## Problem requirements
Rewrite every one of the rows below, putting "glass cup" wherever "glass mug" appears and keeping everything else unchanged. Leave the pictures out of your answer.

## Data supplied
──────
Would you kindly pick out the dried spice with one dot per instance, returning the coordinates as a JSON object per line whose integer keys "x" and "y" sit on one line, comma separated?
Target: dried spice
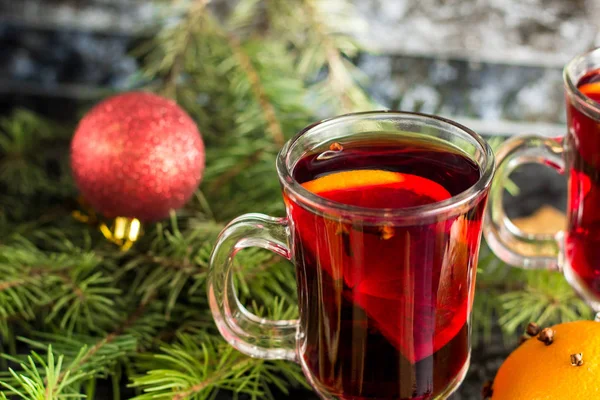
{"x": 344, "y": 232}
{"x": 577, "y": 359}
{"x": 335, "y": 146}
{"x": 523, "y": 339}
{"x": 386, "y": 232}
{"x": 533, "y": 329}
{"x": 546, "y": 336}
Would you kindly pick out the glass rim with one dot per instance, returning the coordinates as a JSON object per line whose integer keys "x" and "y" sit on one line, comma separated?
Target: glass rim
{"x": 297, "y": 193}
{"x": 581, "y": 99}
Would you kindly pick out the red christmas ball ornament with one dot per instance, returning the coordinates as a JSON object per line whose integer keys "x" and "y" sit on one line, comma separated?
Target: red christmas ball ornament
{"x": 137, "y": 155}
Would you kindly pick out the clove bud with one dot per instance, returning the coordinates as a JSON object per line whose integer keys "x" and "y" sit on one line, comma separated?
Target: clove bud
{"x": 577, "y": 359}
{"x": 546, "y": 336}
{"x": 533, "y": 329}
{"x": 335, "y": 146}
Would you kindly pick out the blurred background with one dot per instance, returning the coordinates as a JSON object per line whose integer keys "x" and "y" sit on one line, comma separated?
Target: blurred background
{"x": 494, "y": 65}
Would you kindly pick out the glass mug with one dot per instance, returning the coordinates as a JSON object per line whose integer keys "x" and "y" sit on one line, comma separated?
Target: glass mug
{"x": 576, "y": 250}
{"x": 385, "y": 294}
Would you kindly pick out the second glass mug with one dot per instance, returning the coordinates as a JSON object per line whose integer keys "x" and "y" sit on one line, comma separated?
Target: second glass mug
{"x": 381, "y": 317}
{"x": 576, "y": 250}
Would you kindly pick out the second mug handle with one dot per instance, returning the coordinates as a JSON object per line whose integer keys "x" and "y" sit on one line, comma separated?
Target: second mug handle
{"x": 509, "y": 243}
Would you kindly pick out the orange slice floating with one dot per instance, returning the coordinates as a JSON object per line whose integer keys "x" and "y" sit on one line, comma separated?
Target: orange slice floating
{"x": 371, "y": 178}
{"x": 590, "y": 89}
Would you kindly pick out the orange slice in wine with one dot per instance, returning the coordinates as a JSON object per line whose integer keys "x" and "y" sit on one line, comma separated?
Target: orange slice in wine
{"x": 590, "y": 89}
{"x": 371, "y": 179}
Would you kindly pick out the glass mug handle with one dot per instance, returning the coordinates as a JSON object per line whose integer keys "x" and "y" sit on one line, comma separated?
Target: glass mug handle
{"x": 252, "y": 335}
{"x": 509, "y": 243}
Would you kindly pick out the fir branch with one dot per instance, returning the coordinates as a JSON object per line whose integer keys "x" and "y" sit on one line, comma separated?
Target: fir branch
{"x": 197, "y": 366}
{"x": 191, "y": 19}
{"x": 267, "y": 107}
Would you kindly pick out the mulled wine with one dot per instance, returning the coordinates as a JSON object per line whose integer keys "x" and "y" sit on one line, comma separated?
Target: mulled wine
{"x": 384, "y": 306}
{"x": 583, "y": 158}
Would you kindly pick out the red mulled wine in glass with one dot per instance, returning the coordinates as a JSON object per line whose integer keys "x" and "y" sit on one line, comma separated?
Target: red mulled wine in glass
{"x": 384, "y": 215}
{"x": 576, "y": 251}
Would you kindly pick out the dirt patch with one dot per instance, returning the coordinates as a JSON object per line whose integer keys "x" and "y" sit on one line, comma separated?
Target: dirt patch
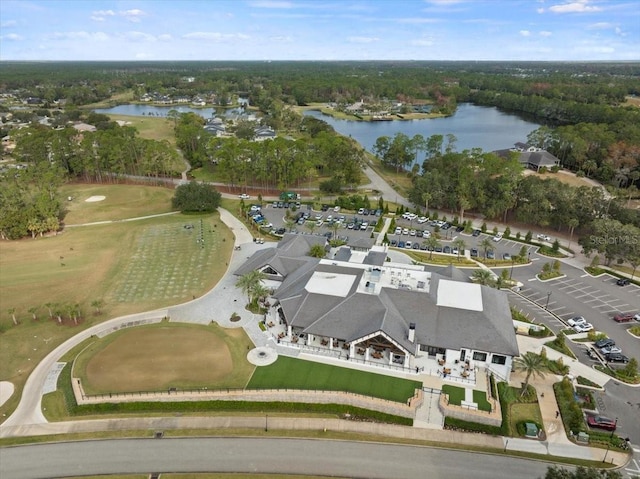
──────
## Output for this exercise
Would you kindly pick out the dried spice with one dot per instance, returning the coordinates as a JSON object per line whose integer keys "x" and "y" sit on one line, comma separated?
Target: dried spice
{"x": 344, "y": 232}
{"x": 577, "y": 359}
{"x": 335, "y": 146}
{"x": 523, "y": 339}
{"x": 386, "y": 232}
{"x": 533, "y": 329}
{"x": 546, "y": 336}
Would you kindly pick out the glass rim with one dot per instance, returning the coordinates as a JSON object per line whose integer keys "x" and "y" sit on one line, comma separated?
Target: glass rim
{"x": 297, "y": 193}
{"x": 581, "y": 99}
Would you kindly pick out the red christmas ball ornament with one dot per instance, returning the coordinates as a JSON object per line whose integer keys "x" and "y" sit on one line, comma separated?
Target: red christmas ball ornament
{"x": 137, "y": 155}
Would you kindly pick out the clove bud with one dot per instance, returning the coordinates as a JSON object per line whose integer keys "x" and "y" sit on one line, comma separated?
Target: clove bud
{"x": 577, "y": 359}
{"x": 546, "y": 336}
{"x": 533, "y": 329}
{"x": 335, "y": 146}
Would you kindly pick out the blurred background with one dot per instance, returning the coordinates as a JSON object per line whose integer keys "x" and "y" sit on one line, comma separated?
Target: blurred background
{"x": 494, "y": 65}
Would you kindly pick out the glass cup with one dot per instance, returning the coordinates as a JSON object per line whose integer keys "x" and "y" sit on one line, comma separated?
Target: glass cup
{"x": 576, "y": 250}
{"x": 385, "y": 294}
Would you kindly pick out the second glass cup with one dot per instance, returning the coordinates as a JSON object per line whose integer keys "x" and "y" sit on one line, comma separated?
Target: second glass cup
{"x": 381, "y": 317}
{"x": 576, "y": 250}
Would you kindly pick out the second mug handle with one dot per instance, returning the coordinates as a JSON object per line whose integer keys "x" and "y" sit on one line, comma separated?
Target: second mug handle
{"x": 509, "y": 243}
Would you kindly pick out the orange slice floating with one dot per instance, returning the coordinates as a JSON object per line whose integer keys "x" and "y" sit on one line, comma separated?
Target: orange slice floating
{"x": 371, "y": 178}
{"x": 590, "y": 89}
Would you kindly pick out the orange slice in wine with one dot per instance, returning the coordinates as a JSON object per line whose integer keys "x" and "y" sit on one line, comma separated?
Target: orange slice in wine
{"x": 590, "y": 89}
{"x": 371, "y": 179}
Would you kindly pick out the glass cup handle with one dot per instance, returning the coordinates as a JSON object per line whose integer keys "x" and "y" sit on one line, comma separated?
Target: glass cup handle
{"x": 252, "y": 335}
{"x": 509, "y": 243}
Would you kindly pick out the fir branch with one dot per instance, returning the coordinates as a JSON object per line whose integer keys "x" and "y" sit on one line, comma separated?
Target: fir branch
{"x": 197, "y": 366}
{"x": 191, "y": 19}
{"x": 267, "y": 107}
Would you kindly pick out the mulled wine with one dot per instance, returning the coordinates as a JSON object per line whose integer keys "x" and "y" sit on one line, comma separated?
Target: mulled wine
{"x": 384, "y": 306}
{"x": 583, "y": 158}
Would you kindly pick out the red mulled wine in glass with one dot per instance, returning the coordinates as a JSON object per line whose integer keys "x" and "y" sit on one line, comma separated?
Target: red mulled wine in glass
{"x": 384, "y": 215}
{"x": 576, "y": 251}
Would you kindly pick out the dirt patch with one dot per instance, returning the coordinates as a JSON object per line whose integer keys "x" and "y" sit on one line, comma separated?
Target: dirt patch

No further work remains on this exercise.